Trecho da página>

>>>

Recentemente foi disponibilizado o acórdão n. 9101-002049, de 11.11.2014, proferido pela 1ª Turma da Câmara Superior de Recursos Fiscais, o qual analisou a aplicação da multa qualificada prevista no art. 44 da Lei n. 9430, de 27.12.1996 (01).

Segundo consta no relatório, o processo em questão decorre de autos de infração de IRPJ e CSL, lavrados em face de determinado contribuinte, com base na acusação de falta de oferecimento à tributação de ganho de capital auferido em alienação de participações societárias. Os fatos que ensejaram a autuação podem ser resumidos da seguinte forma:

- investidores estrangeiros constituíram empresa no Brasil (X), na qual aportaram relevante quantia em dinheiro;

- o contribuinte autuado, que era uma holding controladora (W) de uma empresa operacional (Y), a qual detinha duas atividades (setor de industrialização de fósforos e o setor agroflorestal), cindiu (Y). Nessa operação, a atividade agroflorestal é cindida e incorporada por outra empresa. Com essa operação, (Y) fica apenas com os ativos relativos ao setor de industrialização;

- passo subsequente, (W) constitui uma nova empresa (NEWCO), na qual aporta as ações de (Y) a título de aumento de capital;

- a seguir, empresa (X) aumenta o capital da NEWCO com o dinheiro recebido dos investidores estrangeiros, operação em que é apurado ágio;

- três dias após a operação acima, os acionistas da NEWCO decidem cindir essa empresa, com a saída de (W). Nessa saída, (W) recebe, pelas ações que detinha, a quantia em dinheiro aportada por (Y) a título de aumento de capital;

- finalmente, (Y) incorpora NEWCO e, subsequentemente, (X).

Diante dos fatos acima, a fiscalização, tomando emprestadas as palavras do acórdão de 2ª instância n. 107-08.837, de 6.12.2006, "concluiu que os negócios jurídicos envolvendo as reorganizações societárias de que tratam os fatos, constituem simulação ilícita motivada exclusivamente em afastar a incidência tributária, dissimulando o verdadeiro negócio jurídico pretendido e efetivado pelas partes. As operações foram procedidas para dissimular o verdadeiro negócio jurídico, correspondente à vontade negocial das partes, que era a alienação da empresa (Y), da (W) para o grupo espanhol, envolvendo reorganizações societárias destituídas de causa, cujo único objetivo foi a de evasão fiscal. As diversas operações vieram a mascarar a vontade real de transferência societária." Ainda nos termos do acórdão recorrido, verifica-se que a fiscalização aplicou a multa qualificada do art. 44, da Lei n. 9430/96, pois considerou comprovadas as condutas definidas nos art. 71, 72 e 73, da Lei n. 4502, de 30.11.1964.

<<<

Registros armazenados>
>>>

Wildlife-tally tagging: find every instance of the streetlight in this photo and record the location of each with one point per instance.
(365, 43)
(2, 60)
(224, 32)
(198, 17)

<<<

Lista de tarefas>
**1)** Responda com base no trecho sobre o acórdão:
(a) Qual é o número e a data do acórdão recentemente disponibilizado?
(b) Quais eram as duas atividades da empresa operacional (Y)?
(c) Quantos dias depois do aumento de capital da NEWCO pela empresa (X) os acionistas decidiram cindir a NEWCO?
**2)** Reproduza do trecho sobre o acórdão a passagem que começa em "- passo subsequente, (W)" e vai até "e, subsequentemente, (X).", incluindo essas palavras.
Os registros não têm nenhum papel aqui.

Soluções propostas>
**1)**
(a) Acórdão n. 9101-002049, de 11.11.2014.
(b) O setor de industrialização de fósforos e o setor agroflorestal.
(c) Três dias.

**2)**
- passo subsequente, (W) constitui uma nova empresa (NEWCO), na qual aporta as ações de (Y) a título de aumento de capital;

- a seguir, empresa (X) aumenta o capital da NEWCO com o dinheiro recebido dos investidores estrangeiros, operação em que é apurado ágio;

- três dias após a operação acima, os acionistas da NEWCO decidem cindir essa empresa, com a saída de (W). Nessa saída, (W) recebe, pelas ações que detinha, a quantia em dinheiro aportada por (Y) a título de aumento de capital;

- finalmente, (Y) incorpora NEWCO e, subsequentemente, (X).